▶ **GIVEN TEXT**
--- Begin ---
In this study, microencapsulated phase change materials (MPCMs) were prepared using in situ polymerization. The microcapsules’ core was n-eicosane, whereas the shell was polymethyl methacrylate. Multi-wall carbon nanotubes (MWCNTs) were also added to a MPCM slurry to improve the thermal and photothermal conversion capabilities. The microscopic morphology, thermal properties, chemical structure, stability, thermal conductivity, viscosity, and photothermal conversion performance of the MWCNT-MPCM were examined using scanning electron microscopy (SEM), differential scanning calorimeter (DSC), Fourier transform infrared spectroscopy (FTIR), transient hot-wire theory, a viscometer, and a homemade photothermal conversion device.

2. Materials and Methods

2.1. Material

The n-eicosane as a phase change material was purchased from Macklin Reagent (Shanghai, China). SDS (Aladdin, Shanghai, China), Span80 (Yuanye Bio-Technology, Shanghai, China), and Tween80 (Aladdin, Shanghai, China) were used as compounding emulsifiers. Melamine (Sigma, Shanghai, China) and formaldehyde solution (37 wt.%, Aladdin, Shanghai, China) were used to prepare shell monomers for microencapsulation. To modify the pH and induce nucleation, triethyl-aminol (Sigma, Shanghai, China), ammonium chloride (Macklin, Shanghai, China), and glacial acetic acid (Merck, Shanghai, China) were utilized. The ethanol was provided by Macklin (Shanghai, China). The purchased reagents were not further purified throughout the experiment.

Multi-wall carbon nanotubes (MWCNTs) and a Dispersant for Carbon nanotube aqueous solutions (CNT-DASs) were purchased from Nanjing XFNANO Materials Tech Co., Ltd. (Nanjing, China). Deionized water was home-made in the laboratory.

2.2. Synthesis of Microencapsulated Phase Change Materials

The in situ polymerization was used to make the phase change microcapsules, which included n-eicosane as the phase change material and melamine formaldehyde resin as the shell material. A compounded emulsifier was used in the preparation process. To make the compounded emulsifier, SDS, Span80, and Tween80 were blended with water in a certain ratio. The schematic diagram of the preparation of the MPCM is shown in Figure 1. The emulsion synthesis was performed in a 100 mL three-neck jacketed flask with a mechanical stirring mechanism, and the reaction temperature in the flask was regulated by circulating water via an external thermostat tank. Amounts of 6 g of n-eicosane, 2 g of compound emulsifier, and 60 mL of deionized water were added and stirred at 1000 rpm/min for 60 min at 40 °C, followed by emulsifying at 8000 rpm/min for 10 min using a high-speed shear mixer. The pH was adjusted to 4.5 to 5.0 using a 10 wt.% glacial acetic acid solution.

In a 150 mL three-neck flask, 5 g of melamine, 25 mL of formaldehyde solution (37%), and 20 mL of deionized water were mixed. The pH was adjusted to 8.5–9.0 using 10% triethanolamine. The mixture was agitated at 70 °C for 60 min to generate the prepolymer solution.
--- End ---
▶ **PARTS OF THE EXERCISE**
(A) Put the records from the line with "the black riding" to the line with "x=150 y=135", both included, into a two-column CSV with the columns request and points. Make one row per request, with each value in a single quoted field and line breaks replaced by spaces.
(B) Write what comes next in the text on preparing phase change microcapsules.
The text and the records come from different sources.

[Location identification entries]
--- Begin ---
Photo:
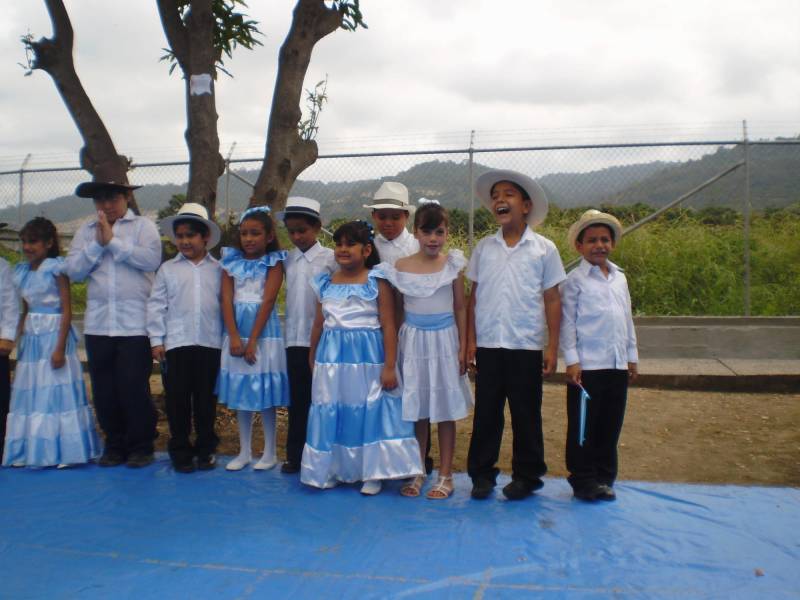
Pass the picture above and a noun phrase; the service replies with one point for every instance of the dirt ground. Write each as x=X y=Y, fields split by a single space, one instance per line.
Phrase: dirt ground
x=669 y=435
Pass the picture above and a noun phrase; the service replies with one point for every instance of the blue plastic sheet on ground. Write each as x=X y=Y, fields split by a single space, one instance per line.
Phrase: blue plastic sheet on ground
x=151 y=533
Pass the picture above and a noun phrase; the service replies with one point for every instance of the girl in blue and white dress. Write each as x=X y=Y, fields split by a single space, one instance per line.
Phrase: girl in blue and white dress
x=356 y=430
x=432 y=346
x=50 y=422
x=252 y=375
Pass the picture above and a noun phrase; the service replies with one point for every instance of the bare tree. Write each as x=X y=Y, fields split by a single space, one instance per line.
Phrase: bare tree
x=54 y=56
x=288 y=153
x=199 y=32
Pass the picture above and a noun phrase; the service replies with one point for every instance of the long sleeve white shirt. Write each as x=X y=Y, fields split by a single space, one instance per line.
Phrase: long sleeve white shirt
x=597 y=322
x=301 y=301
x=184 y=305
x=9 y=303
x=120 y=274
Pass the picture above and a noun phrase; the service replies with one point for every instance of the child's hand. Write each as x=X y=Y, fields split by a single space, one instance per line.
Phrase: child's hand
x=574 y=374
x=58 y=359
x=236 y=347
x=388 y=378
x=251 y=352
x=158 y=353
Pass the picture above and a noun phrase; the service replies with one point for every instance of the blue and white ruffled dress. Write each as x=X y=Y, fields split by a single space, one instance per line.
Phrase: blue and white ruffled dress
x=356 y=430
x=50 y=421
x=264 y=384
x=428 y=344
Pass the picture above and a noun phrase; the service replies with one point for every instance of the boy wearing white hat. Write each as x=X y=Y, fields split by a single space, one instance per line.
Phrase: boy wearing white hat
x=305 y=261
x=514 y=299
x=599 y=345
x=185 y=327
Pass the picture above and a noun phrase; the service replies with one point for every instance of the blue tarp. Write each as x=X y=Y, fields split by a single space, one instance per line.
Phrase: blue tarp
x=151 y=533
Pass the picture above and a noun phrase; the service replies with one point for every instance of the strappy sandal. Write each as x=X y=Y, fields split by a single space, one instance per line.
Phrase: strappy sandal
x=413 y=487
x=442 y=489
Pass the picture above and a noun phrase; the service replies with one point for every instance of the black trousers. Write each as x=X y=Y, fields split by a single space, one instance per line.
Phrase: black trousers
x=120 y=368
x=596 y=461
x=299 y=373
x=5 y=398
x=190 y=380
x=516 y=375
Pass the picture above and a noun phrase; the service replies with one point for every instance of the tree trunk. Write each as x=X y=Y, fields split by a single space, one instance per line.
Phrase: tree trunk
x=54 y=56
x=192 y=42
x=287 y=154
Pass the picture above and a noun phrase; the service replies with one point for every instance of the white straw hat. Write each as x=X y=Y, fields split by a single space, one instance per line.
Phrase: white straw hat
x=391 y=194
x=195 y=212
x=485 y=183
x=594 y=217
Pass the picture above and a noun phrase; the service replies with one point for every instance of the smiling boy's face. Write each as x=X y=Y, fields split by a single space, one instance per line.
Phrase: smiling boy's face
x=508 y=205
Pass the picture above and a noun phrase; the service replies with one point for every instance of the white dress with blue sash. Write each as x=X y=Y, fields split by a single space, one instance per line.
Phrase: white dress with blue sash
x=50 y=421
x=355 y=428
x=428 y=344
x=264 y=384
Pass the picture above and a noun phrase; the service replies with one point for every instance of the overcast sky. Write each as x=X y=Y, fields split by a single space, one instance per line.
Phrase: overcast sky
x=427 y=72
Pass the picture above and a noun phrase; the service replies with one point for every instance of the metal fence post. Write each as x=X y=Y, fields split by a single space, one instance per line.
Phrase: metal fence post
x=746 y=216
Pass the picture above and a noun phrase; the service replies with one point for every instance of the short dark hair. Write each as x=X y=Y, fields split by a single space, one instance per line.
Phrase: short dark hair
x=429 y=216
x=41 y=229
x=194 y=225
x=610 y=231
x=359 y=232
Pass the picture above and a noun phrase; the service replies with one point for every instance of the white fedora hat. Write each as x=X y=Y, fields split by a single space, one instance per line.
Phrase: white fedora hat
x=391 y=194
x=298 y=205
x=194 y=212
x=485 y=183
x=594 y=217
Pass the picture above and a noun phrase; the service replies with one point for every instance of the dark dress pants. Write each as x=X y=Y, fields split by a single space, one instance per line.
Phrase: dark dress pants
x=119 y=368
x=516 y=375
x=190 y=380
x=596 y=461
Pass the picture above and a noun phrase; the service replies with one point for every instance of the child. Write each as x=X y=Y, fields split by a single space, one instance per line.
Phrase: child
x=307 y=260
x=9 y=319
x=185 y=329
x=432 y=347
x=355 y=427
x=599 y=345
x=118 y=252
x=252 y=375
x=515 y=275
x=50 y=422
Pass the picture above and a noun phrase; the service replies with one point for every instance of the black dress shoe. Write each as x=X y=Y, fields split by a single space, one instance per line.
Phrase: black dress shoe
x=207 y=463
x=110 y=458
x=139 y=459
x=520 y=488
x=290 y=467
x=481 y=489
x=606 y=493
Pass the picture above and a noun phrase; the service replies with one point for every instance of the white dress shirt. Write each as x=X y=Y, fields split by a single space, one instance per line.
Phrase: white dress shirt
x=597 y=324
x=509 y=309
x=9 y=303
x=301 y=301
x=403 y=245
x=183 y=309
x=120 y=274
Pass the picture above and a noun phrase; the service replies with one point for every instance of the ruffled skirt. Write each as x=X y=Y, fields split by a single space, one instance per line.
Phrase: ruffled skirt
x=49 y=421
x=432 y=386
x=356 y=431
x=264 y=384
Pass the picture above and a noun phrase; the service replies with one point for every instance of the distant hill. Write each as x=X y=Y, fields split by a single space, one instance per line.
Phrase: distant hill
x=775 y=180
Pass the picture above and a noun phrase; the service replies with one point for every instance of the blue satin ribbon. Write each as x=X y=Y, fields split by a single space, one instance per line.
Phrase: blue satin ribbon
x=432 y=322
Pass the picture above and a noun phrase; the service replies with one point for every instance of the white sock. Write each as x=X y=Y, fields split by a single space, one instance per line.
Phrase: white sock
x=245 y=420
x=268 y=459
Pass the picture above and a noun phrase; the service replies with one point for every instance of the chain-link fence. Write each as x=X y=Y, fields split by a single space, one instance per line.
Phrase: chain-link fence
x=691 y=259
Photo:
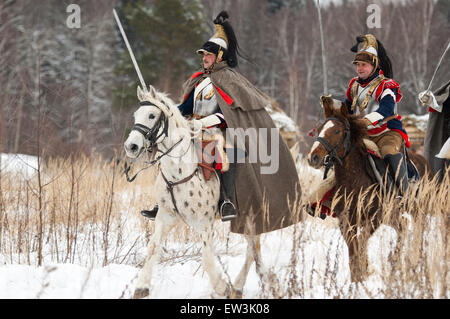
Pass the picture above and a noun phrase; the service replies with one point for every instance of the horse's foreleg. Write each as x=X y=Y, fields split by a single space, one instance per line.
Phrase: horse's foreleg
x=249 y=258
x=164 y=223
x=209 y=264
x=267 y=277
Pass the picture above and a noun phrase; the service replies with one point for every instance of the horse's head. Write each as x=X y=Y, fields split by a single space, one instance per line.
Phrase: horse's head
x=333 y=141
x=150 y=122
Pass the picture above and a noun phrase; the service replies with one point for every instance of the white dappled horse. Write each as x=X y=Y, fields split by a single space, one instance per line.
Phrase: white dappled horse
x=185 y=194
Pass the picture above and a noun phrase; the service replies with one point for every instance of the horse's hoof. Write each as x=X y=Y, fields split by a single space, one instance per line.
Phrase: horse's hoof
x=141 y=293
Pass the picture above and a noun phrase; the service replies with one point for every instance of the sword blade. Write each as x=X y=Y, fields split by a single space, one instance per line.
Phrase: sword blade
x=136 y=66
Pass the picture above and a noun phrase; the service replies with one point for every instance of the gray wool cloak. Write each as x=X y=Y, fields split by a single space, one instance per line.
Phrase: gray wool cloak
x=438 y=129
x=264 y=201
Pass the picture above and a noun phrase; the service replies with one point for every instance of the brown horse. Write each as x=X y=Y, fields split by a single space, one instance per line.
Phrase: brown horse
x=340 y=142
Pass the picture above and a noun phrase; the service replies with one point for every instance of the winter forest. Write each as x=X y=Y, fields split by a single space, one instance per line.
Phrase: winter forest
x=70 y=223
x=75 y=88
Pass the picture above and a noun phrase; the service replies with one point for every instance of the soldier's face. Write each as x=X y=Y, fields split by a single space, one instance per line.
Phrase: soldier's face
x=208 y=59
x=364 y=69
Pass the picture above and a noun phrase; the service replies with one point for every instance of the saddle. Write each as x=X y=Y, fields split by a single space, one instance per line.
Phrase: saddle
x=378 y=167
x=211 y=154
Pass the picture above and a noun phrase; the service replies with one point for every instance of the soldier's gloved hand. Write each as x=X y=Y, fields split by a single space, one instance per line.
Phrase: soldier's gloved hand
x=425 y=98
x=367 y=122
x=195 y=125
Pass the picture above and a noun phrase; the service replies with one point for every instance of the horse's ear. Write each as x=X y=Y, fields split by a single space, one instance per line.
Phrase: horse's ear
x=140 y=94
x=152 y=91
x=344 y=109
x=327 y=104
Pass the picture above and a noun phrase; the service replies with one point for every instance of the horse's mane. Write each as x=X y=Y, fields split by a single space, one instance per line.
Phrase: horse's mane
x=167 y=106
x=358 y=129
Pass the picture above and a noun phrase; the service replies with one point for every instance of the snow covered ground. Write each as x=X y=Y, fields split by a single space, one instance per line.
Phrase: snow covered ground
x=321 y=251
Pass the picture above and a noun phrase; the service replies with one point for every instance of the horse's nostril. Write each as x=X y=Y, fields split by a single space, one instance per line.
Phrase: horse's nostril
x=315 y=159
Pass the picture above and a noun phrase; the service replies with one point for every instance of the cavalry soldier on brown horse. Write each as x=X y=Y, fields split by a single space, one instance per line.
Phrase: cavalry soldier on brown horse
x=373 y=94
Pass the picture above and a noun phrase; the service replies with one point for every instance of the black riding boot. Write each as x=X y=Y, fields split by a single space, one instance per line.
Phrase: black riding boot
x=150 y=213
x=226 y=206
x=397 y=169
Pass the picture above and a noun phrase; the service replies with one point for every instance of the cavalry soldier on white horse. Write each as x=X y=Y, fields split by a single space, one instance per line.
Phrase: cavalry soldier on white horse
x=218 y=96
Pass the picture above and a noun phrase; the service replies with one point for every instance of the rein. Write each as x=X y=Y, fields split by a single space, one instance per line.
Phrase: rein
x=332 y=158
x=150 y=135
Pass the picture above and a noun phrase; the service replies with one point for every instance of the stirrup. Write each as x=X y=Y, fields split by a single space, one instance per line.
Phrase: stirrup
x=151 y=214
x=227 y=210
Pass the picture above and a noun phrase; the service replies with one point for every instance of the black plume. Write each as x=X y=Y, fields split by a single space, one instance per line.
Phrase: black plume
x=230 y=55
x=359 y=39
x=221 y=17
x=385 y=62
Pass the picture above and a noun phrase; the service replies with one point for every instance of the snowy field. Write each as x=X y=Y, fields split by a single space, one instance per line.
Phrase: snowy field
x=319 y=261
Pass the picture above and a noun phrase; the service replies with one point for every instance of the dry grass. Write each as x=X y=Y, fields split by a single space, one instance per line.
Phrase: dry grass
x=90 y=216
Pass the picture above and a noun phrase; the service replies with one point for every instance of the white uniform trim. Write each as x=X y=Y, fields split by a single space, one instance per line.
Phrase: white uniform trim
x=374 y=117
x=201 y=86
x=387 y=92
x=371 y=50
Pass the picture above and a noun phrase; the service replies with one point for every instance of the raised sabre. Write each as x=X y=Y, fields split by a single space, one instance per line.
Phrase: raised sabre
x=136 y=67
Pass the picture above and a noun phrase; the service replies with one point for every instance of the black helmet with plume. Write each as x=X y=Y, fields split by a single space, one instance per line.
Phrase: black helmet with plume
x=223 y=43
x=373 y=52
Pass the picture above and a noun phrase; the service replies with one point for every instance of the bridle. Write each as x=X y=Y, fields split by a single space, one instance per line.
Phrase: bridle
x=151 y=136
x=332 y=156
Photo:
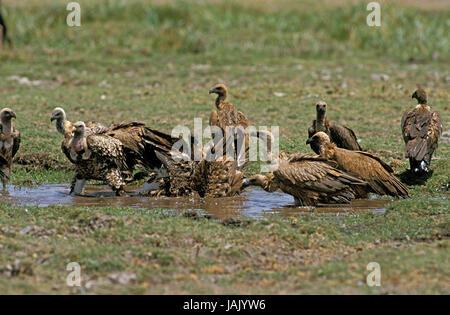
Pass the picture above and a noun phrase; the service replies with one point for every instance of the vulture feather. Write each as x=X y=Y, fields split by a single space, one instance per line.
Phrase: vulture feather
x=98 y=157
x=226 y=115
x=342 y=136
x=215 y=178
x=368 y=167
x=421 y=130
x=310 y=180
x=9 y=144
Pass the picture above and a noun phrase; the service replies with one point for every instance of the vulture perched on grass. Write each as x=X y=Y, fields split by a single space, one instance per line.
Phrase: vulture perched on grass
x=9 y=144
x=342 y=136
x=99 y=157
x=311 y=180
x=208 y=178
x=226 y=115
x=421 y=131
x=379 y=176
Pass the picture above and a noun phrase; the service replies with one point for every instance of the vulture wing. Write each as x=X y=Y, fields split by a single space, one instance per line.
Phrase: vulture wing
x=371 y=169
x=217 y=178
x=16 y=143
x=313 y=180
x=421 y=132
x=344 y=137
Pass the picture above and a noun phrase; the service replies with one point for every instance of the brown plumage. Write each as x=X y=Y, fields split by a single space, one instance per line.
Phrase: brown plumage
--- End ---
▶ **EXPECTED RESPONSES**
(A)
request,points
"Pass the picture above and a noun phrase; the service replies with one point for every instance of the black riding boot. Write each as x=X y=Y, fields split by a single space, one instance per line. Phrase: black riding boot","x=150 y=213 x=226 y=206 x=397 y=169"
"Pass the picture above and a noun phrase; the service replies with one point for every instance of the cavalry soldier on white horse. Write each as x=X y=Y, fields split by a single space, one instance per line. Phrase: cavalry soldier on white horse","x=218 y=96"
"Pass the picture above and a noun phrase; the service replies with one point for every instance of the rein. Write each as x=X y=Y, fields split by a single space, one instance per line. Phrase: rein","x=332 y=158 x=150 y=135"

(B)
The prepolymer was added dropwise into the emulsion at 360 rpm/min with stirring at 40 °C. The pH was adjusted to 5.5–6.0 using ammonium chloride solution and gradually heated to 65 °C. Then, the glacial acetic acid solution was used to adjust the pH to 3.5–4.0, was continued to stir for 2 h, and was lowered to room temperature. The samples were washed with deionized water and anhydrous ethanol and dried in a vacuum drying oven at 50 °C for 24 h.

2.3. Preparation of the Nano-Enhanced MPCM Slurry

Four different mass fractions of the MPCM water slurry (5% to 20%) were combined with four different mass fractions of nanoparticle water dispersions (0.2% to 0.5%). At room temperature, deionized water and MWCNTs were first combined, and then the CNT-DAS was added to the resulting solution. The mixture was magnetically stirred at 500 rpm for 30 min and then dispersed over the course of 120 min with a 900 W ultrasonic processor. A jacketed beaker was linked to cold water at a constant temperature to prevent deactivation of the dispersant above 40 °C. A specific proportion of MPCM was added into the MWCNT mixture and stirred magnetically at 600 rpm for 60 min to produce a MWCNT-MPCM slurry.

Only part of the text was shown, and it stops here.